What this task involves ->
Pictures stay out of your copy, but everything else in the records below must be repeated exactly.

Excerpted records ->
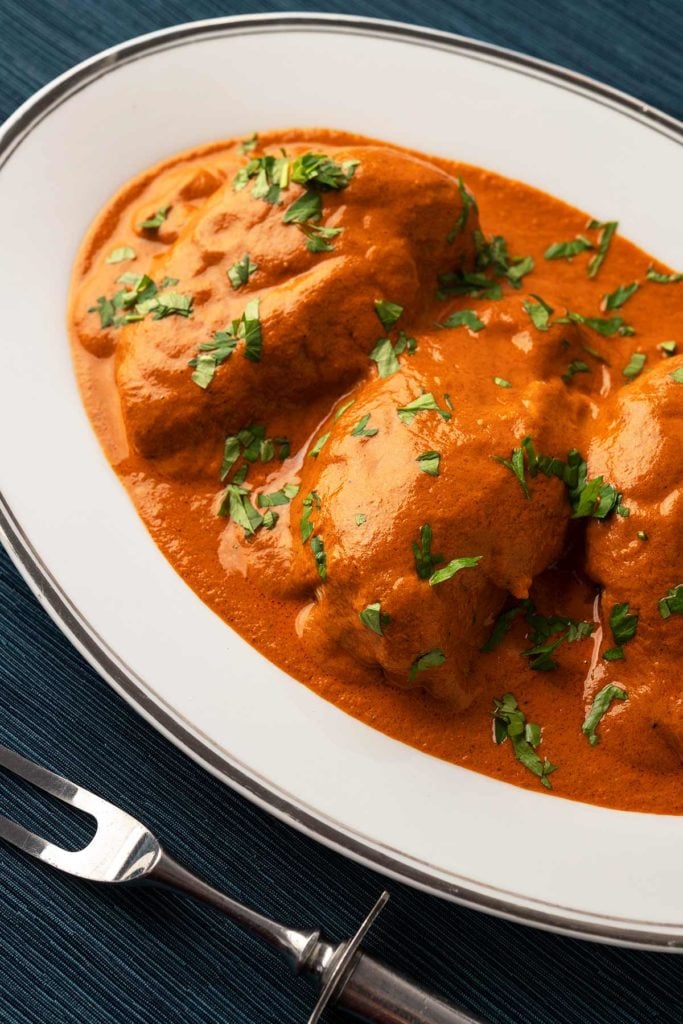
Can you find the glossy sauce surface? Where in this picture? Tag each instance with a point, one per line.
(404, 220)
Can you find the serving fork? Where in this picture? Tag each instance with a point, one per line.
(124, 851)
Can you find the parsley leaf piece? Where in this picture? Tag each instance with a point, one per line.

Your solution ->
Can you find the glossy sauce surface? Where in this picture? Tag each instance with a point, one per line.
(404, 220)
Can you find the serving fork? Where in this picture? Tag each instance with a point, one per line.
(124, 851)
Can you find the parsley leaf piece? Where in this picture? Tag each instance with a point, one per line.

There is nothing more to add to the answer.